Problem set.
1 – Do these statements agree with the pipeline output documentation? Answer yes or no for each, quoting the deciding words. (a) fastp was developed in C++ with multithreading support. (b) The FastQC plots in the MultiQC report show trimmed reads. (c) The dragmap directory includes a log of the aligner's stderr.
2 – Can you copy the pipeline output documentation word for word, from "The directories listed" up to and including "top-level results directory."?

Selected extract.
---------------

Introduction

This document describes the output produced by the pipeline. Most of the plots are taken from the MultiQC report, which summarises results at the end of the pipeline.

The directories listed below will be created in the results directory after the pipeline has finished. All paths are relative to the top-level results directory.

Pipeline overview

The pipeline is built using Nextflow and processes data using the following steps:

Preprocessing

FastQC

Output files
  • fastqc/
    • *_fastqc.html: FastQC report containing quality metrics.
    • *_fastqc.zip: Zip archive containing the FastQC report, tab-delimited data file and plot images.

FastQC gives general quality metrics about your sequenced reads. It provides information about the quality score distribution across your reads, per base sequence content (%A/T/G/C), adapter contamination and overrepresented sequences. For further reading and documentation see the FastQC help pages.

MultiQC - FastQC sequence counts plot

MultiQC - FastQC mean quality scores plot

MultiQC - FastQC adapter content plot

NB: The FastQC plots displayed in the MultiQC report shows untrimmed reads. They may contain adapter sequence and potentially regions with low quality.

fastp

Output files
  • <flowcell_id>/
    • *.fastp.html: Trimming report in html format.
    • *.fastp.json: Trimming report in json format.
    • *.fastp.log: Trimming log file.

fastp is a tool designed to provide fast, all-in-one preprocessing for FastQ files. It has been developed in C++ with multithreading support to achieve higher performance. fastp is used in this pipeline for standard adapter trimming and quality filtering.

MultiQC - fastp filtered reads plot

Alignment

bwa

Output files
  • bwa/
    • *.bam: The original BAM file containing read alignments to the reference genome.

BWA is a software package for mapping low-divergent sequences against a large reference genome. The aligned reads are then coordinate-sorted is used for duplicate marking) with samtools.

bwa-mem2

Output files
  • bwamem2/
    • *.bam: The original BAM file containing read alignments to the reference genome.

BWA-mem2 is a software package for mapping low-divergent sequences against a large reference genome.The aligned reads are then coordinate-sorted with samtools.

DRAGMAP

Output files
  • dragmap/
    • *.bam: The original BAM file containing read alignments to the reference genome.
    • *.dragmap.log: Log of the stderr from the aligner

DragMap is an open-source software implementation of the DRAGEN mapper, which the Illumina team created so that we would have an open-source way to produce the same results as their proprietary DRAGEN hardware. The aligned reads are then coordinate-sorted with samtools.

---------------

Record set.
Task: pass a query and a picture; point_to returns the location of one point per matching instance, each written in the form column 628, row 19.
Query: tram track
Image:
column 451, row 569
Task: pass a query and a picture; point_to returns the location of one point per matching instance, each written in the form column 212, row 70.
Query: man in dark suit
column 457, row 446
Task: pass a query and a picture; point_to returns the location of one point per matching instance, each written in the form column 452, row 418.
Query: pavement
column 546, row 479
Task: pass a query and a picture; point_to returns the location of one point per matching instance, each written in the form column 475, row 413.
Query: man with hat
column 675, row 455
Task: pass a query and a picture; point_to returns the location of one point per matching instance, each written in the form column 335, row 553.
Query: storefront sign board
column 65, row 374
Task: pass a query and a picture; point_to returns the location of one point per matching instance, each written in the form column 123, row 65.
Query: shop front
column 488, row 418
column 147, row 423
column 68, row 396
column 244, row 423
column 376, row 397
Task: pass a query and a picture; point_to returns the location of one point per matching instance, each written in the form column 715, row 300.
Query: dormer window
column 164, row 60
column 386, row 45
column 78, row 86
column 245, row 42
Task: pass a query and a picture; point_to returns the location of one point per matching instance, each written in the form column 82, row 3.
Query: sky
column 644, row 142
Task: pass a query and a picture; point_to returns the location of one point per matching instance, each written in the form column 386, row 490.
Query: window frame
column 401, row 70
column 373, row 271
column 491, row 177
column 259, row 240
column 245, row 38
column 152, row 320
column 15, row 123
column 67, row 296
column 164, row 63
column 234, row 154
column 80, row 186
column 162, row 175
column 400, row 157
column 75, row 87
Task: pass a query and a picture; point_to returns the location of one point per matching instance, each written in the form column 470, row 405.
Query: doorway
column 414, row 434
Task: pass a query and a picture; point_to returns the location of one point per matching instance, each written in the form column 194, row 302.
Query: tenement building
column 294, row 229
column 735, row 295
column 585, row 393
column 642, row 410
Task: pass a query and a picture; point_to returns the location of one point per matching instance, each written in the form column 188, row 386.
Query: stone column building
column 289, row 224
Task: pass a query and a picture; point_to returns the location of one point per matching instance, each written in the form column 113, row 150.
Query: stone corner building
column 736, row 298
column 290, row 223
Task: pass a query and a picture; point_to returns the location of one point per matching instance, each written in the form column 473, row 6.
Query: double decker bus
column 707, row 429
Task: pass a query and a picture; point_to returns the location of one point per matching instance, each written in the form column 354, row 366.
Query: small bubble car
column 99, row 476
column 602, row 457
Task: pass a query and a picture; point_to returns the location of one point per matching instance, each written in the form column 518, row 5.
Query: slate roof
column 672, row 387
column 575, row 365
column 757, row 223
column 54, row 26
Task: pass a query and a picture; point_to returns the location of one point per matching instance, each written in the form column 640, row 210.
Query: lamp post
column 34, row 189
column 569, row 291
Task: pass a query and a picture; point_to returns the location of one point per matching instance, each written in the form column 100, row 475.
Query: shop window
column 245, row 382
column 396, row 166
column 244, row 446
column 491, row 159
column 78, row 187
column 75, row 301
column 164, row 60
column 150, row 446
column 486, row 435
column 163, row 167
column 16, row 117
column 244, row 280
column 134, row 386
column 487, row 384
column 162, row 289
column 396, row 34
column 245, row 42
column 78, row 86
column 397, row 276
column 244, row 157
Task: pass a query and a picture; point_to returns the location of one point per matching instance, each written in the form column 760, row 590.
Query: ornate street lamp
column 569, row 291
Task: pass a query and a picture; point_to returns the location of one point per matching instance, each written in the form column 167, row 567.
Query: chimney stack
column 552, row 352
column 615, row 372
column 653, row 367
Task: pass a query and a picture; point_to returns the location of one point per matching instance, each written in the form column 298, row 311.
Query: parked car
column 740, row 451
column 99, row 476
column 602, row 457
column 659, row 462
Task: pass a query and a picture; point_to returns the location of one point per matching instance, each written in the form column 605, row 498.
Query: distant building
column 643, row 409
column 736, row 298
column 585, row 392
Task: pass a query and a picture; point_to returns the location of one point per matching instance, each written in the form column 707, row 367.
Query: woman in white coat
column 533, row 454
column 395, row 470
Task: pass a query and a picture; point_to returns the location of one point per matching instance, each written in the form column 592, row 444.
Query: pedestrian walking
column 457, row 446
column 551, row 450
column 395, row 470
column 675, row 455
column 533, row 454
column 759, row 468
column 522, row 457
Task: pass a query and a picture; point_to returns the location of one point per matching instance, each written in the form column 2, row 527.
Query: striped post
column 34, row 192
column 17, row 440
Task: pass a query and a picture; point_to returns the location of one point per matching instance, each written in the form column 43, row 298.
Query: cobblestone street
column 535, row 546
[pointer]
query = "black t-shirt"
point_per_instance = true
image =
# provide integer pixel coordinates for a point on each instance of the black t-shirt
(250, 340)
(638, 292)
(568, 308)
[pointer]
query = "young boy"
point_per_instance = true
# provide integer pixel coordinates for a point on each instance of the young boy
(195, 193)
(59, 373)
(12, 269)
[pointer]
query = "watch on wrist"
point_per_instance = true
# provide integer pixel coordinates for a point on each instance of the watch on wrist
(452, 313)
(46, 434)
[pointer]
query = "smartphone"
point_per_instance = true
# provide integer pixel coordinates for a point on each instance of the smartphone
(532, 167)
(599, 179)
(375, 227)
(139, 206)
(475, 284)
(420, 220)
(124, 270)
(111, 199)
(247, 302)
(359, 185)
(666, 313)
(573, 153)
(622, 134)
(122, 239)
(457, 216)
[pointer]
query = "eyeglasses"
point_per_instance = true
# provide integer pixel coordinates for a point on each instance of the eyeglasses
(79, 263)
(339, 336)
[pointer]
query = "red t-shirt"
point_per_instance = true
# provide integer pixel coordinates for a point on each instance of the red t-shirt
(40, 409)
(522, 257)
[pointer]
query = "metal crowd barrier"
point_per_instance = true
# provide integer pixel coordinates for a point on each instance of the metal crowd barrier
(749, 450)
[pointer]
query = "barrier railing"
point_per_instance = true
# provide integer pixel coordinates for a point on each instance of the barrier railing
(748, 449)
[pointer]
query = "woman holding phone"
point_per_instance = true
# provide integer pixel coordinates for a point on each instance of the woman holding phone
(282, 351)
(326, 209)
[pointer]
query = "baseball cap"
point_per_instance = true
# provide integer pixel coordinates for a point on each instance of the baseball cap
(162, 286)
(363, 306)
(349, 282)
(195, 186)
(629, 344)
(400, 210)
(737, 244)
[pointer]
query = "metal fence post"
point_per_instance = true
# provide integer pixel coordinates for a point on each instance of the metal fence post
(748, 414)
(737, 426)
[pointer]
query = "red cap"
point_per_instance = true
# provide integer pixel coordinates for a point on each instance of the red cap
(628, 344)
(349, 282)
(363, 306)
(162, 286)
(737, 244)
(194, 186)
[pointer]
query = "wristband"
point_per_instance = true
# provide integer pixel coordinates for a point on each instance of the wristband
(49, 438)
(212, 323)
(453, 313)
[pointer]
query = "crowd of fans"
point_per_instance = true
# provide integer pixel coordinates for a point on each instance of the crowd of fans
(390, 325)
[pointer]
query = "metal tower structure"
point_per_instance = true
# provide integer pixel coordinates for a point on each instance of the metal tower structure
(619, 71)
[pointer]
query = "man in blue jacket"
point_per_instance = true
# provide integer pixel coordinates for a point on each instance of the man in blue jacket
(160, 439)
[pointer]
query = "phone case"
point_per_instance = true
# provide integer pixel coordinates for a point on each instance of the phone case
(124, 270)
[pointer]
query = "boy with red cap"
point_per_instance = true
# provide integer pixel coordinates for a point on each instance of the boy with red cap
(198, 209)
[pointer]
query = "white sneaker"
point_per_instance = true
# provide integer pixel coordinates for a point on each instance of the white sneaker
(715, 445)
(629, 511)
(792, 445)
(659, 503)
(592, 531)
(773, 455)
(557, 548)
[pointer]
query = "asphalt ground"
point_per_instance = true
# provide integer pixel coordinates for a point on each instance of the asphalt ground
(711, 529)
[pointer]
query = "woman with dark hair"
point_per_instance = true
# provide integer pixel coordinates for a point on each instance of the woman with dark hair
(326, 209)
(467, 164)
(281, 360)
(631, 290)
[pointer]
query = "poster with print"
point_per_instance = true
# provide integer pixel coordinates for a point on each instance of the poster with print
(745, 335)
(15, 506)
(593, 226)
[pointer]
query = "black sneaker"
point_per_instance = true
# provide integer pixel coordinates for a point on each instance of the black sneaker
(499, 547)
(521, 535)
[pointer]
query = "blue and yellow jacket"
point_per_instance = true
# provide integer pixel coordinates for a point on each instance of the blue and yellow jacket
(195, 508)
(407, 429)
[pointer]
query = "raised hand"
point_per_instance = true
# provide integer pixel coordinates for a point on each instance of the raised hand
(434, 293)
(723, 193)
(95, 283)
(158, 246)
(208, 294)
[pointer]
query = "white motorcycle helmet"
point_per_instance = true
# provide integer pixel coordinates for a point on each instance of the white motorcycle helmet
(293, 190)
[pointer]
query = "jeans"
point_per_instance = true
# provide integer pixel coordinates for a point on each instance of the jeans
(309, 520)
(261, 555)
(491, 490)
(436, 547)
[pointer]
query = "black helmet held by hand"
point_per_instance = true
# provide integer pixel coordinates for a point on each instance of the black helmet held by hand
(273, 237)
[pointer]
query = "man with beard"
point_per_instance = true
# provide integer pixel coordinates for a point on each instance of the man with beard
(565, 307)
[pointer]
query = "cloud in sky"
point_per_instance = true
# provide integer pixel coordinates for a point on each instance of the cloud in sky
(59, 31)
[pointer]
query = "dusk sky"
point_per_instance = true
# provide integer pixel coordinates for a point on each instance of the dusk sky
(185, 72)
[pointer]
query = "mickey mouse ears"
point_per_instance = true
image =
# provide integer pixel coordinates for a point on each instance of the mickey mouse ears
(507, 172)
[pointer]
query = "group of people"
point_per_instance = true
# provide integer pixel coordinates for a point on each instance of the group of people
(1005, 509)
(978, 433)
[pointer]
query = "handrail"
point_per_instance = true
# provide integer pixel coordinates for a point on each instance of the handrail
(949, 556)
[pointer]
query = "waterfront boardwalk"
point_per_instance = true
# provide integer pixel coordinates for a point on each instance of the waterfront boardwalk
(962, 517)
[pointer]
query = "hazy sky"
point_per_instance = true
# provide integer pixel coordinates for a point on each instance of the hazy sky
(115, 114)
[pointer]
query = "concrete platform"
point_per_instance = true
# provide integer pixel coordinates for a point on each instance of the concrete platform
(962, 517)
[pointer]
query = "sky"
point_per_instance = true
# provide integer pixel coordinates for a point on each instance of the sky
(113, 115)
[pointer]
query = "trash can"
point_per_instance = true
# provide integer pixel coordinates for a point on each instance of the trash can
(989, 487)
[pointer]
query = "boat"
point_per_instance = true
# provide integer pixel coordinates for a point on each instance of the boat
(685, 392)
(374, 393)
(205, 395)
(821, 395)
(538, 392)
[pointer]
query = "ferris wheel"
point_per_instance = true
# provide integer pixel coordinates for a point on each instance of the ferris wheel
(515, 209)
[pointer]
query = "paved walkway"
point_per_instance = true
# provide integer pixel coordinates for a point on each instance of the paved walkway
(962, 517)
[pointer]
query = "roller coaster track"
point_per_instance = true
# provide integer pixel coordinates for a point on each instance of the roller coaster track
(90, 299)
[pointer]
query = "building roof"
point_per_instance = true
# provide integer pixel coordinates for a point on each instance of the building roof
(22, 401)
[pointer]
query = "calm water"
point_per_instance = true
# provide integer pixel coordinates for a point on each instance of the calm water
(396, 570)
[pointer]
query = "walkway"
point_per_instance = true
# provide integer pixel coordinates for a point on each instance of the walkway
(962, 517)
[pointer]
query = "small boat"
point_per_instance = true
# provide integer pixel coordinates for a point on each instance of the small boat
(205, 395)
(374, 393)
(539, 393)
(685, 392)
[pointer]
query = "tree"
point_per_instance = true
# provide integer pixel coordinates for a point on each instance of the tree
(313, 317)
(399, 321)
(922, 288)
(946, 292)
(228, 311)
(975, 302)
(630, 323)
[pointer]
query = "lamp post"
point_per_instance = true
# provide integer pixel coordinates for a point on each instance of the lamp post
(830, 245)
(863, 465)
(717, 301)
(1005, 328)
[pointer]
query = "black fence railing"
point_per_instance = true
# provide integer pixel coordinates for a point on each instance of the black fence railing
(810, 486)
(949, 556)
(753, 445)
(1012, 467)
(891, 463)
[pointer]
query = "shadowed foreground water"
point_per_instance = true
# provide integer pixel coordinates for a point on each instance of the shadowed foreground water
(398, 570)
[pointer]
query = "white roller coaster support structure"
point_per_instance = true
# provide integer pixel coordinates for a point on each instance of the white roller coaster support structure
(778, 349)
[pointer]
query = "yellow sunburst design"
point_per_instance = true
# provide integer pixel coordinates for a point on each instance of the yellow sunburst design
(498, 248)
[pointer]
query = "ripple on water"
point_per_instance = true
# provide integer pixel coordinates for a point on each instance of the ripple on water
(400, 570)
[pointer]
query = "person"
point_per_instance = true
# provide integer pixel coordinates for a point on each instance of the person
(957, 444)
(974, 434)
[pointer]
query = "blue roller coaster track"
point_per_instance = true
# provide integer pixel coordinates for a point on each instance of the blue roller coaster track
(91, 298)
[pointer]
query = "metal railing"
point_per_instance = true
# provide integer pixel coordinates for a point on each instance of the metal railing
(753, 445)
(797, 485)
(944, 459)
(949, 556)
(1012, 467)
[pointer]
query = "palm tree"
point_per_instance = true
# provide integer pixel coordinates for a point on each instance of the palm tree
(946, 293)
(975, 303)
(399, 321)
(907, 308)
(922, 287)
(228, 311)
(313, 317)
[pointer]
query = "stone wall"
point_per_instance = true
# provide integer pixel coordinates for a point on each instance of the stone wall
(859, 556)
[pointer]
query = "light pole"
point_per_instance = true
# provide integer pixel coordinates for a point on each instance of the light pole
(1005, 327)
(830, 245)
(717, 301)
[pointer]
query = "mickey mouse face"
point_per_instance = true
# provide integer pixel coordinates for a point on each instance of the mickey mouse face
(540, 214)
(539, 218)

---------------

Results for the exercise.
1 –
(a) Yes: "It has been developed in C++ with multithreading support to achieve higher performance."
(b) No: "The FastQC plots displayed in the MultiQC report shows untrimmed reads."
(c) Yes: "*.dragmap.log: Log of the stderr from the aligner"

2 –
The directories listed below will be created in the results directory after the pipeline has finished. All paths are relative to the top-level results directory.